Oliver Keith Baker is an American experimental particle physicist and astrophysicist, best known for his work on the Higgs boson and dark matter. In 2002, he won the Edward Alexander Bouchet Award of the American Physical Society: "For his contribution to nuclear and particle physics; for building the infrastructure to do these measurements; and for being active in outreach activities, both locally and nationally."

Early life and education

Oliver Keith Baker was born in McGehee, Arkansas in 1959 to parents Oliver and Yvonne Baker, and grew up in Memphis, Tennessee.

Keith Baker received his B.S. in Physics from the Massachusetts Institute of Technology (MIT) in 1981. Baker completed both his M.S. in physics and mathematics in 1984 and his Ph.D in physics in 1987 from Stanford working on experimental nuclear physics.

Career

Baker completed a post-doc at Los Alamos National Laboratory from 1986 to 1988 conducting research on muon catalyzed fusion. After his post-doc, Baker joined Hampton University in 1989 as an assistant professor in the physics department with a joint appointment as a staff scientist at Thomas Jefferson National Accelerator Facility. In 2002, Baker received an Endowed University Professorship from Hampton University for his contributions to experimental nuclear and particle physics research as well as his work in outreach activities.

* Material provided
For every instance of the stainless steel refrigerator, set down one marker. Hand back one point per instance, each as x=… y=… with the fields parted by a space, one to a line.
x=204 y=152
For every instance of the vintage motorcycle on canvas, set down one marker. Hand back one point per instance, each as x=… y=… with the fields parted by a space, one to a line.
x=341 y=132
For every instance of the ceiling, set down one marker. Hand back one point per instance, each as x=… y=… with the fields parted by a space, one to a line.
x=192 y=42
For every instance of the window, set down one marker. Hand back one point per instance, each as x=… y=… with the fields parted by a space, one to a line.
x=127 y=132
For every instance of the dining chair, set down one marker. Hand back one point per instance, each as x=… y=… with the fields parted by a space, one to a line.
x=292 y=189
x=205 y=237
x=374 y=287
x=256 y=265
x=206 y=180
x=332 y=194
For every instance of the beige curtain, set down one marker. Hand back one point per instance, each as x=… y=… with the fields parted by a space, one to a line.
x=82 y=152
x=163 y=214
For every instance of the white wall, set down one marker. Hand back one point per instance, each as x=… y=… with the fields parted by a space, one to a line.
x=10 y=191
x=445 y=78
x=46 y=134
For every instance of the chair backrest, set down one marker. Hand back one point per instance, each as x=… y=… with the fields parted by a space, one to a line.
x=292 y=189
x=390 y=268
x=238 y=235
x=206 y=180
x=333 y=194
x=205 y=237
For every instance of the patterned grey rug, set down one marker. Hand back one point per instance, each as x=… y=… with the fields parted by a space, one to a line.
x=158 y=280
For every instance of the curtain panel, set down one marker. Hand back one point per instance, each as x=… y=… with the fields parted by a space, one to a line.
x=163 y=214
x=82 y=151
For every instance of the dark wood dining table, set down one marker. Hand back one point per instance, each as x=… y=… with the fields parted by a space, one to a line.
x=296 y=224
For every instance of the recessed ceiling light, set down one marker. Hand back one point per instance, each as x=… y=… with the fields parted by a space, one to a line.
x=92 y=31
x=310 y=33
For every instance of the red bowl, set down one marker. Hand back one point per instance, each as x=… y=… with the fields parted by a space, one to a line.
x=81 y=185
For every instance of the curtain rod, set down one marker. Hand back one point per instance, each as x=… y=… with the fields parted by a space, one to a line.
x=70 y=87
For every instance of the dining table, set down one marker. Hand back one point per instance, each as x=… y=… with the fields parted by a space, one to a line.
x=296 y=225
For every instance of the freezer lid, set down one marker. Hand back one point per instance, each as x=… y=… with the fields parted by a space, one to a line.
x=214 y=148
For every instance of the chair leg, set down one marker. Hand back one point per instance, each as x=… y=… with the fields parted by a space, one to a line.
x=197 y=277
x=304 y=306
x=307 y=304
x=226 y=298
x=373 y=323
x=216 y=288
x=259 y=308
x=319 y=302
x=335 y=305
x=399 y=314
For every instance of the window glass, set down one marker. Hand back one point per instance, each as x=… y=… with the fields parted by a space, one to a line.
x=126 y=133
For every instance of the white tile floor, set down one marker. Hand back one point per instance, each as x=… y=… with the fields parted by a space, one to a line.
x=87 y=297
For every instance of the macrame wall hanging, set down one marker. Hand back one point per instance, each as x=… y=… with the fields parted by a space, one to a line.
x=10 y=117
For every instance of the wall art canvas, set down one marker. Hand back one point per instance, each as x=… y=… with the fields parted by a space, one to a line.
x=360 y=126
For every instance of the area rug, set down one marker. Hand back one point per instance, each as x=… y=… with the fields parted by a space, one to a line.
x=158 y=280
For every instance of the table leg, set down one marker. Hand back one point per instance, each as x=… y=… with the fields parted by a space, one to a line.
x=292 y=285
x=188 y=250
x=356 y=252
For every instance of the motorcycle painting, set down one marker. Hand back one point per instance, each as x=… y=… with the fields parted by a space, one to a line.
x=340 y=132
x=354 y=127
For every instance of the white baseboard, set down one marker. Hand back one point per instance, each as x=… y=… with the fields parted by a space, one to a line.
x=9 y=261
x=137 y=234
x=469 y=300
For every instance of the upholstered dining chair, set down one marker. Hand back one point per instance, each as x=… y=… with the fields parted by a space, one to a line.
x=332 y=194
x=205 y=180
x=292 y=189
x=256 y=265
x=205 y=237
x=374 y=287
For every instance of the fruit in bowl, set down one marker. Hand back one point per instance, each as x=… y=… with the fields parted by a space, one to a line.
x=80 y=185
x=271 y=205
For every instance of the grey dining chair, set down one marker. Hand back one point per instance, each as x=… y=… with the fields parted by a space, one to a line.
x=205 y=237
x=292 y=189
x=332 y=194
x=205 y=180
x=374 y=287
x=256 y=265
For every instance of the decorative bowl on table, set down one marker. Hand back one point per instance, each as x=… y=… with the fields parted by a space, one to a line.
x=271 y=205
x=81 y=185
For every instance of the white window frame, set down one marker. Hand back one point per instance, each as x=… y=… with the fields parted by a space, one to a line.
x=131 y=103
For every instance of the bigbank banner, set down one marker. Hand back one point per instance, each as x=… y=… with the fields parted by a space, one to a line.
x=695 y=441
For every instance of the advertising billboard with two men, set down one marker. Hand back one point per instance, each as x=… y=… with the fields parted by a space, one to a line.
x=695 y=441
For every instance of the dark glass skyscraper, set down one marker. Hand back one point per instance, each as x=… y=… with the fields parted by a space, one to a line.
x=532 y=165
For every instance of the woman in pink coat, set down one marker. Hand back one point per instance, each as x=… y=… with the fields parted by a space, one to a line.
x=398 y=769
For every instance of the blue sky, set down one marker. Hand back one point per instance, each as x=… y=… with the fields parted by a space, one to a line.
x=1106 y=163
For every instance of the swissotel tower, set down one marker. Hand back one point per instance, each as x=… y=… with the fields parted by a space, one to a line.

* Written tasks
[1] Rewrite the Oliver Keith Baker biography from "Oliver Keith Baker is" up to and including "in Memphis, Tennessee.", swapping "dark matter" for "dark energy".
[2] Extend the Oliver Keith Baker biography past its final sentence.

* Responses for each task
[1]
Oliver Keith Baker is an American experimental particle physicist and astrophysicist, best known for his work on the Higgs boson and dark energy. In 2002, he won the Edward Alexander Bouchet Award of the American Physical Society: "For his contribution to nuclear and particle physics; for building the infrastructure to do these measurements; and for being active in outreach activities, both locally and nationally."

Early life and education

Oliver Keith Baker was born in McGehee, Arkansas in 1959 to parents Oliver and Yvonne Baker, and grew up in Memphis, Tennessee.

[2]
In 2006, Baker began professorship at Yale University where he was the first tenured African American faculty member in the physics department. Baker is a member of the ATLAS Collaboration, which in 2012 discovered the Higgs boson predicted by the Standard Model. Baker also models dark sector analogues of Standard Model photons called paraphotons, which may be experimentally supported by observing the spectrum of ultra-high-energy cosmic rays from BL Lacertae objects.

In 2010, Baker became director of Yale’s A. W. Wright Nuclear Structure Laboratory, which includes state-of-the-art facilities for the study of neutrinos, dark matter and fundamental physics. In February 2021 he was appointed to Yale's D. Allan Bromley Professorship of Physics.

Awards and honors

 Elmbers Innes Award from the National Society of Black Physicists.
US ATLAS Distinguished Researcher 
E. L. Hamm, Sr. Distinguished Teaching Award 
2002 - Edward Alexander Bouchet Award from the American Physical Society.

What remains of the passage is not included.